* What is expected *
Rewrite the material from the line holding "Expected: one point per instance of the green" through the end, inclusive, with "small tower" replaced by "side tower" and everything else unchanged.

(Items from a data source)
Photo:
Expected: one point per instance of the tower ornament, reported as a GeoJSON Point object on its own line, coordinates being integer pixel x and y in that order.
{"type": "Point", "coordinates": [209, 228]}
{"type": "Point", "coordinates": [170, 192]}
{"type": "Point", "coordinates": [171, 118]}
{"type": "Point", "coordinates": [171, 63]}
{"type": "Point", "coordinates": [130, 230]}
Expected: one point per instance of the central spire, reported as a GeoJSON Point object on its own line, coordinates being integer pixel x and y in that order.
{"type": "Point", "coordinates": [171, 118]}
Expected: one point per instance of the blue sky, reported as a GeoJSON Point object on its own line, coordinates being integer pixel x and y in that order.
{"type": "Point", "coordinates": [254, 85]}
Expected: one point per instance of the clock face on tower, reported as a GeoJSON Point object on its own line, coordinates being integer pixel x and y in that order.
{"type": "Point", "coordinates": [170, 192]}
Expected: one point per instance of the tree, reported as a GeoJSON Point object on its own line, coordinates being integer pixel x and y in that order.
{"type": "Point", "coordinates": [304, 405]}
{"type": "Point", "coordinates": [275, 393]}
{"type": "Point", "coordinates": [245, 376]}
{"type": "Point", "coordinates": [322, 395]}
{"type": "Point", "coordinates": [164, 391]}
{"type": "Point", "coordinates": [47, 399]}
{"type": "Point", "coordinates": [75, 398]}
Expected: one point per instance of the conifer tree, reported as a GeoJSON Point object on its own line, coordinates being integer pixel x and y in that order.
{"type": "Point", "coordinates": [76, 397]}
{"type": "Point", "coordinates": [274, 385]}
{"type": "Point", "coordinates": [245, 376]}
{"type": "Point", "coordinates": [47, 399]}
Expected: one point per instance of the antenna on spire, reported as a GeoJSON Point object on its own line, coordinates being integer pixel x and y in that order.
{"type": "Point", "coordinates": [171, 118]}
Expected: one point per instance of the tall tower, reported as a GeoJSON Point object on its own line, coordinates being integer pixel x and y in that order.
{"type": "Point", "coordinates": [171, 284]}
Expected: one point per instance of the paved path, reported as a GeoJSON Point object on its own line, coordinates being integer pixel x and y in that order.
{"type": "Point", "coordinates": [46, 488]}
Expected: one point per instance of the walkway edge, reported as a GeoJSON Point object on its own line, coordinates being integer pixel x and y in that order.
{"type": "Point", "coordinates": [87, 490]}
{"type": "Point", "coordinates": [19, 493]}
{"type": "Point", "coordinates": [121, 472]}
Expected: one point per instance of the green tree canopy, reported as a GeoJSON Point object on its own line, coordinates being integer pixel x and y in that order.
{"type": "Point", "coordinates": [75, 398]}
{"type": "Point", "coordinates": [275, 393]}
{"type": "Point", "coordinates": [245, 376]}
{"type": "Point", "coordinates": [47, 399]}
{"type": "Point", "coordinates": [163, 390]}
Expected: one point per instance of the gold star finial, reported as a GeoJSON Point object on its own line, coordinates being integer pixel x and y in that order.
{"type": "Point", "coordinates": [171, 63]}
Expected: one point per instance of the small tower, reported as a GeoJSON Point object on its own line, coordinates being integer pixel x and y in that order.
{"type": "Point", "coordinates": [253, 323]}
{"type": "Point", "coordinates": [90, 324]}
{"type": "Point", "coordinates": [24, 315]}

* Solution *
Expected: one point per instance of the green tree canopy, reported as a GeoJSON Point object on its own line, coordinates being integer pixel x and y in that order.
{"type": "Point", "coordinates": [75, 398]}
{"type": "Point", "coordinates": [275, 393]}
{"type": "Point", "coordinates": [245, 376]}
{"type": "Point", "coordinates": [47, 399]}
{"type": "Point", "coordinates": [163, 390]}
Expected: one point per instance of the gold star finial, reported as a GeoJSON Point object on its own line, coordinates being integer pixel x and y in that order.
{"type": "Point", "coordinates": [171, 63]}
Expected: one point per instance of the side tower, reported as a GeoJSON Point object on its own line, coordinates being integer pixel x and y in that order.
{"type": "Point", "coordinates": [253, 323]}
{"type": "Point", "coordinates": [90, 324]}
{"type": "Point", "coordinates": [24, 315]}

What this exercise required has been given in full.